▶ [What is being asked]: Copy, word for word, the part of the material that opens with the line containing "mark: the nightstand drawer pull" and closes with the final line of the material, including both of those lines.
[start of Data]
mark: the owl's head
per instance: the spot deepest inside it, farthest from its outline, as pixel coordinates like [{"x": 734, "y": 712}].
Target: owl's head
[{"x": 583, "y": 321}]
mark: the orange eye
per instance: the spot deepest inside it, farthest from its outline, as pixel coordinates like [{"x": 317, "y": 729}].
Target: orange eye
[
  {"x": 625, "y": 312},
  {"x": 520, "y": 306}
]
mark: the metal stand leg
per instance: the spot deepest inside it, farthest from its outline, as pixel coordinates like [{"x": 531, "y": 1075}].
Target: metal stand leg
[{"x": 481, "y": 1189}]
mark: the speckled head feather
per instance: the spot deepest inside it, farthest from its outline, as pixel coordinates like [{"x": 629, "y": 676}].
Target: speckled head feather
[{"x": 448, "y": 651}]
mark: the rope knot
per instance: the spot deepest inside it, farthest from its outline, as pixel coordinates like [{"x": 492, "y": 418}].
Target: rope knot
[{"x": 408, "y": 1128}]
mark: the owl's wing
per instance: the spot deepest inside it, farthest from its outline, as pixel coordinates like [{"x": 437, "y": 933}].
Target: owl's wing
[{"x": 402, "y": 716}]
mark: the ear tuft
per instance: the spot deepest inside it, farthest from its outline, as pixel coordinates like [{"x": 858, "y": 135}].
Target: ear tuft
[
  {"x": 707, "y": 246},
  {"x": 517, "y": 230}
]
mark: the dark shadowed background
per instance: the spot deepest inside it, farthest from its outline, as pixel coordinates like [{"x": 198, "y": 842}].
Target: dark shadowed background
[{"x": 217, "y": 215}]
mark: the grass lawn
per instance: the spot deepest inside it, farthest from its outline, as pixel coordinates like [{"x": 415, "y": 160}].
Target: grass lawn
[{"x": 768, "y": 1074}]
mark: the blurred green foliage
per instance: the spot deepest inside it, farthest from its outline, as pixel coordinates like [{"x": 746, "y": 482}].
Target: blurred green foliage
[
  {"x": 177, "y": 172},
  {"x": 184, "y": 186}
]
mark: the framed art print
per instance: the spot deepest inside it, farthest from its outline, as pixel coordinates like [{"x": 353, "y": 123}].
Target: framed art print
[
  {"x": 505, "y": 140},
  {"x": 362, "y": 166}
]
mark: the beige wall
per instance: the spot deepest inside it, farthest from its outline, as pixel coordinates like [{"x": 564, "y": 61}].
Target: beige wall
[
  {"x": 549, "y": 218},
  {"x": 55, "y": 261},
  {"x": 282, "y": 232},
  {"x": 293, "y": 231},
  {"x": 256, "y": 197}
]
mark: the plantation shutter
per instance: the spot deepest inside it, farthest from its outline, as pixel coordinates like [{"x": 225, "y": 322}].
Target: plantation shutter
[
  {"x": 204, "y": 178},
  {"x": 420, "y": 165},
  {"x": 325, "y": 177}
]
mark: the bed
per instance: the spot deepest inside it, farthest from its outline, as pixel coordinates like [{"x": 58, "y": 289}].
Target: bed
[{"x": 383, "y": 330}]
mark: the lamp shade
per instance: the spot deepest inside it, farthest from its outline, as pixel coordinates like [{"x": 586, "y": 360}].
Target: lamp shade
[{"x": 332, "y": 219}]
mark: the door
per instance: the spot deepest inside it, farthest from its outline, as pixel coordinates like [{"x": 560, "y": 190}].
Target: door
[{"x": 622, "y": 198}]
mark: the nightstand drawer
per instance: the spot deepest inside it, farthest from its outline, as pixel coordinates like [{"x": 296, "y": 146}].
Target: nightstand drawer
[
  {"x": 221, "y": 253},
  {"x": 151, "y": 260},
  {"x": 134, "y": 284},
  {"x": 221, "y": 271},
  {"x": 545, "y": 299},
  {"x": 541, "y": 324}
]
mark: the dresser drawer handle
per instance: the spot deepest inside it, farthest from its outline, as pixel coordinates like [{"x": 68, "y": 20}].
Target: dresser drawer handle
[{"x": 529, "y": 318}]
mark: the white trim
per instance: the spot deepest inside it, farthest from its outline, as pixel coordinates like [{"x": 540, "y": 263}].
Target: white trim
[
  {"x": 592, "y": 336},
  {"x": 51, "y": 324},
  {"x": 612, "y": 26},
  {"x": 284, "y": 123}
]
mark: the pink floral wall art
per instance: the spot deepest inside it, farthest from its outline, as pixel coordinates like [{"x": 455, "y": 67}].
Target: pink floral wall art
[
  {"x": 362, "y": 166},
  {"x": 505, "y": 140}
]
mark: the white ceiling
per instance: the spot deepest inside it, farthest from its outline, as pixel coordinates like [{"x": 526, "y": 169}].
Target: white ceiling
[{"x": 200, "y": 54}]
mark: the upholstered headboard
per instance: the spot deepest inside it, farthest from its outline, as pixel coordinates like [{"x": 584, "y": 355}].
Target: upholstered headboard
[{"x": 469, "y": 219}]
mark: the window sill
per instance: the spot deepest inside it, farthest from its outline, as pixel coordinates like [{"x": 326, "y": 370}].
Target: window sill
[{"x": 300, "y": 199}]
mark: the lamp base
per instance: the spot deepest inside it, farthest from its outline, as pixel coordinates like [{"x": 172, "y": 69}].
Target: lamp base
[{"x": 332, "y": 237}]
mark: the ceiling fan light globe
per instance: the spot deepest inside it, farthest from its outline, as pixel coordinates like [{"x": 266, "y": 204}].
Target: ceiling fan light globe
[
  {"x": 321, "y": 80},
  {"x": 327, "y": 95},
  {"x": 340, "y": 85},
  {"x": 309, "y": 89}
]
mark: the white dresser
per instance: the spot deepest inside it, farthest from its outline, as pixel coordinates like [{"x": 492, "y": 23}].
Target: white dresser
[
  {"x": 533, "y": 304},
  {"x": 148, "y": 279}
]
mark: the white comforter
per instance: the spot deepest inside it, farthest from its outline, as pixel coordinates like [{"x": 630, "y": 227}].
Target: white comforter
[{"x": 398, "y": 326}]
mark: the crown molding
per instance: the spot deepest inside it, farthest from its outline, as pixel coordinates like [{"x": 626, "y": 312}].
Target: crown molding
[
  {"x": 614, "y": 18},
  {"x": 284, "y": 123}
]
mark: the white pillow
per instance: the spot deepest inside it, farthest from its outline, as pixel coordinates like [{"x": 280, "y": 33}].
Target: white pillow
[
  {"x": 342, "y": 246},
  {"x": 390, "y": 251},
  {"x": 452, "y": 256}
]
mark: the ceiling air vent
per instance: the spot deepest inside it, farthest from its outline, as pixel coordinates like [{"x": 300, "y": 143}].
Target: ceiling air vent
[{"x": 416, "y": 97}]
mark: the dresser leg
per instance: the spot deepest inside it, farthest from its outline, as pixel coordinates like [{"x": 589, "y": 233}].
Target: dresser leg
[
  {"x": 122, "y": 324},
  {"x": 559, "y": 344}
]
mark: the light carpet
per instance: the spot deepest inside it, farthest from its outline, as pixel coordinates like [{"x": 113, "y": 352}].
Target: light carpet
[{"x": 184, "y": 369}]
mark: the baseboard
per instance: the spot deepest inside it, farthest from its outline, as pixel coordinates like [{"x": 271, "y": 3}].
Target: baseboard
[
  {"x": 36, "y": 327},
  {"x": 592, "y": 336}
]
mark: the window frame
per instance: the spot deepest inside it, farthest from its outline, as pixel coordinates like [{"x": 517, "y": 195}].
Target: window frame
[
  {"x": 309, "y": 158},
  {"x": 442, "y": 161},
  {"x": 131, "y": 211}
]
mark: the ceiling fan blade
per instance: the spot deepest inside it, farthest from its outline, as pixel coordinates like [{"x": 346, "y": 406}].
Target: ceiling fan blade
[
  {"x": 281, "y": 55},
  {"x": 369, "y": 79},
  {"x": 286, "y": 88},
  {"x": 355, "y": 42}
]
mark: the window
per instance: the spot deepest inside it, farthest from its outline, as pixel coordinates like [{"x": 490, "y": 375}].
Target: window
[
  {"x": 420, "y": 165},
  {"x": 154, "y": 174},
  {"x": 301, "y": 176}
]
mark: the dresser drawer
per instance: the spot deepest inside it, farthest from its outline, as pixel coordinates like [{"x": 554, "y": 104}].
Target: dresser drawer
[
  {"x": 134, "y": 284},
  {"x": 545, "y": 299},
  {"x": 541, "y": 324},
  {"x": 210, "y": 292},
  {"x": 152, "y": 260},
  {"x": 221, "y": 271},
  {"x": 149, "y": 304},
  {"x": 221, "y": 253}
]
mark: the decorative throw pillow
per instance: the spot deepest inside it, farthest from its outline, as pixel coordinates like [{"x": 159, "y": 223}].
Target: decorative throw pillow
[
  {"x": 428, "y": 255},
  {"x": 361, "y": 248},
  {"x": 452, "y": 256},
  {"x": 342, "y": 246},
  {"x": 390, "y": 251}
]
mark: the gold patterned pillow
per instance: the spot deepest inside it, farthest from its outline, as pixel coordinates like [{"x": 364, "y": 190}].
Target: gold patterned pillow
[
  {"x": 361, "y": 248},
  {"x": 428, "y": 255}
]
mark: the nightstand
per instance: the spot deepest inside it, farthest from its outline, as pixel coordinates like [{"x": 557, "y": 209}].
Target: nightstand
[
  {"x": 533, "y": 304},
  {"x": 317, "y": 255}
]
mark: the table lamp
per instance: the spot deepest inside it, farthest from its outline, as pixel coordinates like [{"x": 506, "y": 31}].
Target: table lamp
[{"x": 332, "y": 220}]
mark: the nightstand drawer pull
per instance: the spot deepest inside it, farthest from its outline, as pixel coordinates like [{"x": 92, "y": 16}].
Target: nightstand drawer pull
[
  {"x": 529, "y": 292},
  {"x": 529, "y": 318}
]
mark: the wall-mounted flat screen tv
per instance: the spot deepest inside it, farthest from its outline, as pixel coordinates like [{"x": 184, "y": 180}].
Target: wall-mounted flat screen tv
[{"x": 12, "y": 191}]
[end of Data]
▶ [Final result]:
mark: the nightstand drawer pull
per instance: the spot deepest inside it, farthest from its outline, as pixel coordinates like [{"x": 92, "y": 16}].
Target: nightstand drawer pull
[
  {"x": 529, "y": 292},
  {"x": 529, "y": 318}
]
mark: the wall-mounted flat screen tv
per instance: the spot deepest inside it, farthest from its outline, as pixel coordinates like [{"x": 184, "y": 180}].
Target: wall-mounted flat screen tv
[{"x": 12, "y": 191}]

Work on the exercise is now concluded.